EXTRACT TO READ —
-.-.-

Code Monkey home page Code Monkey logo

shiftleft-tinkergraph-gremlin's Introduction

Build Status Maven Central

ShiftLeft TinkerGraph

This is Fork of Apache TinkerGraph that uses uses 70% less memory (for our use case, ymmv) and implements a strict schema validation. Related blog article on ShiftLeft Blog

Usage

  1. add a dependency to the latest published artifact on maven central
  2. extend SpecializedTinkerVertex for vertices and SpecializedTinkerEdge for edges
  3. create instances of SpecializedElementFactory.ForVertex and SpecializedElementFactory.ForEdge and pass them to TinkerGraph.open

The repository contains examples for the grateful dead graph and there is a full test setup that uses them. 2) and 3) are basically boilerplate and therefor good candidates for code generation.

Other than that, it's a minimally invasive operation, because all other graph and traversal APIs remain the same, i.e., you won't need to change any of your queries. We didn't encounter a single issue when we deployed this into production.

Motivation and context

The main difference is that instead of generic HashMaps we use specific structures as per your domain. To make this more clear, let's look at the main use cases for HashMaps in TinkerGraph:

  1. allow any vertex and any edge to have any property (basically a key/value pair, e.g., foo=42). To achieve this, each element in the graph has a Map<String, Property>, and each property is wrapped inside a HashMap$Node, see TinkerVertex and TinkerEdge.
  2. TinkerGraph allows to connect any two vertices by any edge. Therefor each vertex holds two Map<String, Set<Edge>> instances (one for incoming and one for outgoing edges), where the String refers to the edge label.

Being generic and not enforcing a schema makes complete sense for the default TinkerGraph - it allows users to play without restrictions and build prototypes. Once a project is more mature though, chances are you have a good understanding of your domain and can define a schema, so that you don't need the generic structure any more and can save a lot of memory.

Using less memory is not the only benefit, though: knowing exactly which properties a given element can have, of which type they are and which edges are allowed on a specific vertex, helps catching errors very early in the development cycle. Your IDE can help you to build valid (i.e., schema conforming) graphs and traversals. If you use a statically-checked language, your compiler can find errors that would otherwise only occur at runtime. Even if you are using a dynamic language you are better off, because you'll get an error when you load the graph, e.g., by setting a property on the wrong vertex type. This is far better than getting invalid results at query time, when you need to debug all the way back to a potentially very simple mistake. Since we already had a loosely-defined schema for our code property graph, this exercise helped to complete and strengthen it.

-.-.-

PROVIDED DATA —

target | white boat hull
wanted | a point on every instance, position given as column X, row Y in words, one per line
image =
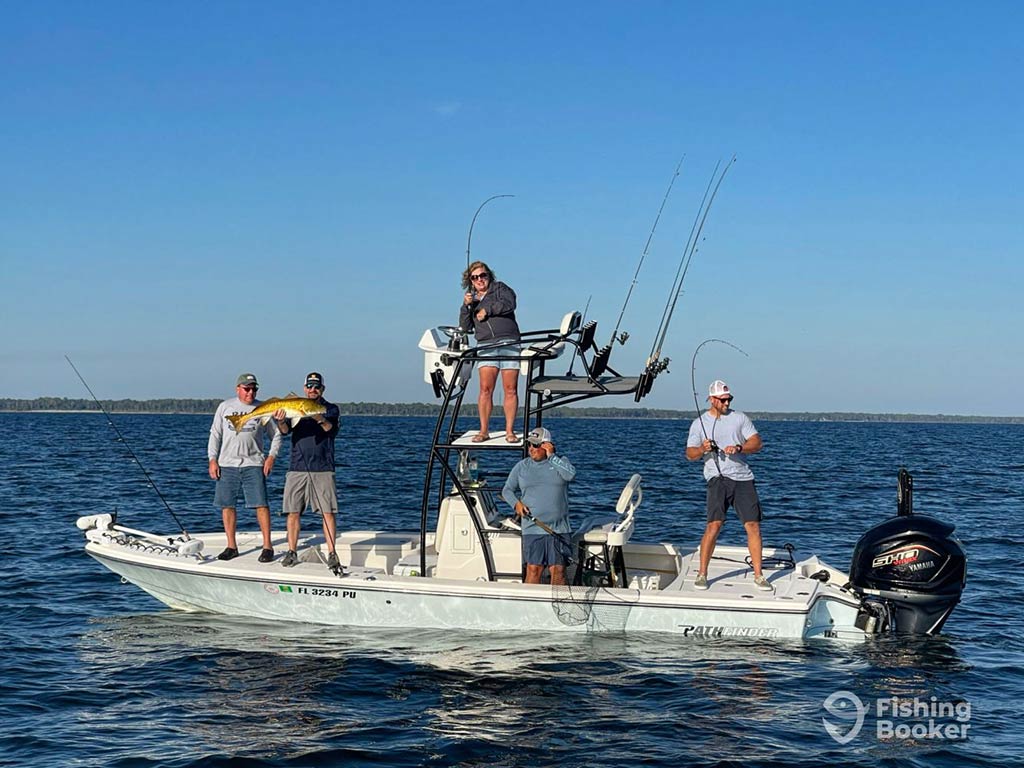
column 800, row 606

-.-.-

EXERCISE TASK A —
How much less memory does the fork described in the ShiftLeft TinkerGraph text use?
EXERCISE TASK B —
Reproduce the passage of the ShiftLeft TinkerGraph text that begins with "Being generic and" and ends with "lot of memory.".
The data are separate from the ShiftLeft TinkerGraph text.

FINISHED ANSWER A —
It uses 70% less memory, for their use case.

FINISHED ANSWER B —
Being generic and not enforcing a schema makes complete sense for the default TinkerGraph - it allows users to play without restrictions and build prototypes. Once a project is more mature though, chances are you have a good understanding of your domain and can define a schema, so that you don't need the generic structure any more and can save a lot of memory.